* _YOUR INSTRUCTIONS_
Copy out the material below, swapping "blue trousers" for "gray shorts" and leaving everything else unchanged.

* _INPUT_
'''

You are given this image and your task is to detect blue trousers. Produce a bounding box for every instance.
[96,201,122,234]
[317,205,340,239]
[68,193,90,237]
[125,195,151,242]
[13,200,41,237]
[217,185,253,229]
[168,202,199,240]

'''

* _RESPONSE_
You are given this image and your task is to detect gray shorts. Produce a bounding box for every instance.
[96,201,122,234]
[317,205,340,239]
[68,193,90,237]
[125,195,151,242]
[13,200,41,237]
[217,185,253,229]
[168,202,199,240]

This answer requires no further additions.